Supplied text
- - -
# Most Effective Illusions?



## JustJimAZ

I know most people know what a Pepper's Ghost is, and it's a great illusion.

What I would like to know is what other illusions do you employ that are effective? Do you have a great levitating scene? Headless lady?


----------



## Technician of Terror

Not sure if it's considered an illusion but I project a spectre onto scrim (triggered by TOTs) that looks pretty cool.


----------



## fontgeek

The combination of a visual suggesting cobwebs and then super fine fishing line draped at face level in an area the guests have to walk through.
I like peppers ghost, but I've rarely seen anyone actually freak out and scramble blindly like a madman because of it. The illusion of being caught in spider's web has worked amazingly well for many years, and the cost is minimal to produce it. You can add sounds and such to enhance it even further.


----------



## beaver state rich

I always have liked the mirror effect used to create a 1/2 man illusion. Here is a link to a non-gory one.


----------



## scareme

FCG People love it.


----------



## Batbuddy

I used a Big piece of screen(6ft x 18ft) and painted a scene on it and when it was lit properly it "disappeared" or looked solid depending on whether it was front or back lit. Here is a video.


----------



## BillyVanpire

the floating man..

http://sfglobe.com/?id=3638


----------



## corey872

I don't know that this is an 'illusion' per se... it is not 'visual' and the effect was very real, but it was enough to send a cold chill down my spine for a few seconds, so I will relate the story:

I was getting some props ready for this Halloween and cutting some sheets of paper to line a couple of new lanterns (the stained glass order wasn't going to make it in on time).

I had a few sheets of paper already on the work bench and was working on cutting another when I felt a literal 'tug' on the scissors - pulling them away from where I was trying to cut. At first I brushed it off...'did that really happen?!... perhaps a twitch in my arm?' But then it happened again...a notable and direct tug as plain as if someone had reached in and pushed the scissors off the mark I was trying to cut!

Of course since I was already in the 'spooky' Halloween mood, I yanked my hand outta there as a cold chill shot down my spine. It took me a few seconds to process, reason, then act on my suspicions... I moved some sheets of paper and found the high-strength magnet I had out for a different project! It got buried under the paper and was tugging on the scissors when they were near.

I think what made this so effective was the magnet did not 'grab' the scissors and latch on with that 'ka-*****' sound...which would have instantly given the 'secret' away - it was only a gentle tug. But overall, still a very effective illusion.

How to incorporate this? Don't know exactly - but if you can get someone to hold a metal object and possibly pulse an electromagnet nearby - they might feel the tug. Or get them to hold an object with a magnet inside and pulse the same pole on en electromagnet to get a repulsive kick. ... the 'push away' might be even a little less intuitive than the magnetic 'pull'. Especially if you can put the magnet in a wood, plastic, or otherwise not apparently magnetic item. Possibly seance table prop or similar?
- - -
Data shown
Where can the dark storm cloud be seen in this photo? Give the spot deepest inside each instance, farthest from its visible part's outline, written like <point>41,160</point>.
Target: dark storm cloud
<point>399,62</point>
- - -
Exercise 1
According to the forum thread on illusions, how large was the piece of screen Batbuddy painted a scene on?
Exercise 2
Continue the forum thread on illusions from its last sentence.

Task response 1
6 ft x 18 ft.

Task response 2
----------



## Hobz

corey872 said:


> How to incorporate this? Don't know exactly - but if you can get someone to hold a metal object and possibly pulse an electromagnet nearby - they might feel the tug. Or get them to hold an object with a magnet inside and pulse the same pole on en electromagnet to get a repulsive kick. ... the 'push away' might be even a little less intuitive than the magnetic 'pull'. Especially if you can put the magnet in a wood, plastic, or otherwise not apparently magnetic item. Possibly seance table prop or similar?


I've been to haunts where they give you a length of rope to hold onto to keep your party together. Maybe hide a few magnets somewhere in the rope so that it gets tugged as they're holding onto it?

Dowsing rods for ghost hunting would be another interesting item to use.


----------



## JustJimAZ

Some interesting ones here.


----------



## BillyVanpire

re: strong electro magnets & the general public...

strong magnets can interfere with medical devices & electronics, 
turning on a magnet could turn off someone's pacemaker. 

chances are low but it is something to consider when deploying on the public.


----------



## Batbuddy

More likely the scare will interrupt the function of their pacemaker. just kidding.


----------



## gma

I use the technique Batbuddy mentioned - lighting one side or the other of a painted scrim. Very effective. I've wanted to do one where ppl are walking down a dimly lit book-lined hallway - then have it disappear to reveal something like attacking zombies.


----------



## MadCityHaunt

I REALLY love this effect and have been experimenting with some variants. They actually give you a brief explanation of how it is achieved but just seeing the effect and peoples reactions to it is incredible. This would be a step beyond Pepper's Ghost and/or projected scrim illusions.





 (Illusion starts at about the 23sec mark.)

Another variation of this is the Faux Fire effect which uses similar methods.






This effect can be achieved using fog, but the ones you are seeing in the videos are actually water vapor. Here's a great example of someone who did this using a fog curtain:




__ https://www.facebook.com/video.php?v=792218262142


(Hope that link works for people. Effect pops at about the 25sec mark.)

Another effect I am in love with is parametric audio. It was designed for marketing purposes (I believe) but never took off because people didn't think the effect was that great for music, movies, etc.

However for subtle haunt audio, scares & FX it's actually really killer! I went on a huge rant about it back when I was still doing my blog. If you want all the details on it check out that post here (http://www.madcityhaunt.com/blog/guide/hear-parametric-audio-directional-sound/) otherwise if it's TLDR just checkout this video to see people's reactions to the effect:





 (Effect starts at about the 51sec mark.)

The Parametric Audio Spotlight is essentially an "audio laser" that can be pointed at a person and ONLY that person will hear the audio. It's like being able to whisper in someones ear from a hiding spot up to 100+ yards away.

I'm always obsessing about new effects to research but these are some of my favorites! :jol:


----------



## ogre49

Really like that screen idea. I wonder if it would be possible to use it indoors ? Or would the screen be too visible at fairly close range?


----------



## Batbuddy

If it is done right, I think it can be effective from just a few feet away. In our haunt the guests were only 4 to 5 ft away. Indoors you could control the lighting even better for a more effective illusion.


----------



## JustJimAZ

One of our AZ Haunters is playing with fog screens for effects like this. I really love the faux fire, and I will be experimenting with creating that myself some day.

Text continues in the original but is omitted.